= Problem statement =
Reproduce all entries word for word.
[[ Records for this exercise, beginning ]]
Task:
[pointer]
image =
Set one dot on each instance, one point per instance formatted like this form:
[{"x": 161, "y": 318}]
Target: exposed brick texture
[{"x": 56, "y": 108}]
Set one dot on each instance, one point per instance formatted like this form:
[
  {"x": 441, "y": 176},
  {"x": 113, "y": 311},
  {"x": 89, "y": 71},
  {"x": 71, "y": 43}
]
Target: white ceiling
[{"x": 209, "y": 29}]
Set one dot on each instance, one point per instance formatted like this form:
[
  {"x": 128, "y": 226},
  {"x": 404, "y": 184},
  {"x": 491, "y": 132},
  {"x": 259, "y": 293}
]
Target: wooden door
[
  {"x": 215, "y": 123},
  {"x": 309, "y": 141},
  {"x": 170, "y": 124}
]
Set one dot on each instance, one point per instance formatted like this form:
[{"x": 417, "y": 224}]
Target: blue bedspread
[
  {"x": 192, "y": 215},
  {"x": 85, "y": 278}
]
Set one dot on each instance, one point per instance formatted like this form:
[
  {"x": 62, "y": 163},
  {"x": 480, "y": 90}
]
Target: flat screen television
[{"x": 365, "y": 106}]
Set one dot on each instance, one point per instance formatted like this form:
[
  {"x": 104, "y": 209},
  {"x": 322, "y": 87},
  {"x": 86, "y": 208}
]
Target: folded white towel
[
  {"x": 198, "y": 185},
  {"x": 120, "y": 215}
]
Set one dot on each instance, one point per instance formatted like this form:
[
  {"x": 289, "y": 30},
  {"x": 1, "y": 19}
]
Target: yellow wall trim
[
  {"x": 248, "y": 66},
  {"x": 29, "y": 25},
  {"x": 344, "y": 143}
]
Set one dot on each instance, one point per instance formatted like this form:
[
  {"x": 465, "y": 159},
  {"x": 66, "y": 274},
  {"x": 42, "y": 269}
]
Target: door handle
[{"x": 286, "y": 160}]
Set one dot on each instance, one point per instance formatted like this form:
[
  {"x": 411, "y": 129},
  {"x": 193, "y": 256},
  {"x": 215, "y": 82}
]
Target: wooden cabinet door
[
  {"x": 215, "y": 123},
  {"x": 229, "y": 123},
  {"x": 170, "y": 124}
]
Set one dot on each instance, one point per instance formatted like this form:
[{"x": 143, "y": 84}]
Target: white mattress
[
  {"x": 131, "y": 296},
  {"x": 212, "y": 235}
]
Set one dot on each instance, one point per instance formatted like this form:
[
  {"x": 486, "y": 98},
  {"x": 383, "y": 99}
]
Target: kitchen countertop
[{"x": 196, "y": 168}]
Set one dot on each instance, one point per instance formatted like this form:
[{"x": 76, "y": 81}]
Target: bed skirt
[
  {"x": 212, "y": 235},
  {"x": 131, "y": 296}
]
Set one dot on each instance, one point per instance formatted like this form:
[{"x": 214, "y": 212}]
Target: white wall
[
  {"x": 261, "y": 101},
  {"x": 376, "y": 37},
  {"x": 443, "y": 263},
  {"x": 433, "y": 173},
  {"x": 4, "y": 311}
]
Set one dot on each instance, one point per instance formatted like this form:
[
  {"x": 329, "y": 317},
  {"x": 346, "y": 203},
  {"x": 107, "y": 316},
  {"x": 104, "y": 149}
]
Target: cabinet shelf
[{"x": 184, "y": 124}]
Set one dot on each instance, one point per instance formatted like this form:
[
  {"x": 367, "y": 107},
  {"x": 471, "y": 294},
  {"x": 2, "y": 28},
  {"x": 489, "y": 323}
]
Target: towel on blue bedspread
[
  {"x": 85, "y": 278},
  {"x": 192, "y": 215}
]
[[ Records for this exercise, end ]]
= Solution to this problem =
Task:
[pointer]
image =
Set one dot on each instance, one point per instance formatted like this form:
[{"x": 161, "y": 318}]
Target: exposed brick texture
[{"x": 56, "y": 108}]
Set one dot on each instance, one point per instance formatted like this form:
[
  {"x": 441, "y": 176},
  {"x": 113, "y": 311},
  {"x": 89, "y": 71},
  {"x": 71, "y": 43}
]
Target: white ceiling
[{"x": 209, "y": 29}]
Set one dot on each instance, one point per instance formatted like this form:
[
  {"x": 128, "y": 226},
  {"x": 404, "y": 184},
  {"x": 491, "y": 132},
  {"x": 259, "y": 293}
]
Target: wooden door
[
  {"x": 215, "y": 123},
  {"x": 309, "y": 141},
  {"x": 170, "y": 124}
]
Set one dot on each instance, one point per instance formatted like this form:
[{"x": 417, "y": 224}]
Target: blue bedspread
[
  {"x": 192, "y": 215},
  {"x": 85, "y": 278}
]
Set one dot on each instance, one point per instance formatted like this form:
[
  {"x": 62, "y": 163},
  {"x": 480, "y": 90}
]
Target: flat screen television
[{"x": 365, "y": 106}]
Set one dot on each instance, one point per instance formatted like this form:
[
  {"x": 104, "y": 209},
  {"x": 322, "y": 87},
  {"x": 86, "y": 208}
]
Target: folded white towel
[
  {"x": 198, "y": 185},
  {"x": 120, "y": 215}
]
Set one dot on each instance, one point per instance formatted like this form:
[
  {"x": 289, "y": 30},
  {"x": 1, "y": 19}
]
Target: yellow wall trim
[
  {"x": 248, "y": 66},
  {"x": 29, "y": 25},
  {"x": 344, "y": 143}
]
Set one dot on each instance, one point per instance formatted like this form:
[
  {"x": 465, "y": 159},
  {"x": 66, "y": 274},
  {"x": 42, "y": 269}
]
Target: door handle
[{"x": 286, "y": 160}]
Set one dot on each instance, one point per instance formatted like this form:
[
  {"x": 411, "y": 129},
  {"x": 193, "y": 256},
  {"x": 215, "y": 82}
]
Target: wooden cabinet door
[
  {"x": 215, "y": 123},
  {"x": 229, "y": 123},
  {"x": 170, "y": 124}
]
Set one dot on each instance, one point per instance formatted like this form:
[{"x": 143, "y": 84}]
Target: white mattress
[
  {"x": 131, "y": 296},
  {"x": 212, "y": 235}
]
Set one dot on each instance, one point per instance formatted like this form:
[
  {"x": 486, "y": 98},
  {"x": 383, "y": 99}
]
Target: kitchen countertop
[{"x": 196, "y": 168}]
Set one dot on each instance, one point per instance formatted like this form:
[{"x": 76, "y": 81}]
Target: bed skirt
[
  {"x": 212, "y": 235},
  {"x": 131, "y": 296}
]
Set one dot on each instance, one point per instance formatted like this form:
[{"x": 214, "y": 212}]
Target: white wall
[
  {"x": 261, "y": 101},
  {"x": 376, "y": 37},
  {"x": 443, "y": 263},
  {"x": 433, "y": 173},
  {"x": 4, "y": 311}
]
Set one dot on each instance, one point per instance formatted like this form:
[
  {"x": 329, "y": 317},
  {"x": 346, "y": 203},
  {"x": 107, "y": 316},
  {"x": 104, "y": 149}
]
Target: cabinet shelf
[{"x": 184, "y": 124}]
Set one dot on each instance, one point per instance formatted like this form:
[
  {"x": 367, "y": 107},
  {"x": 471, "y": 294},
  {"x": 2, "y": 28},
  {"x": 489, "y": 323}
]
Target: towel on blue bedspread
[
  {"x": 85, "y": 278},
  {"x": 192, "y": 215}
]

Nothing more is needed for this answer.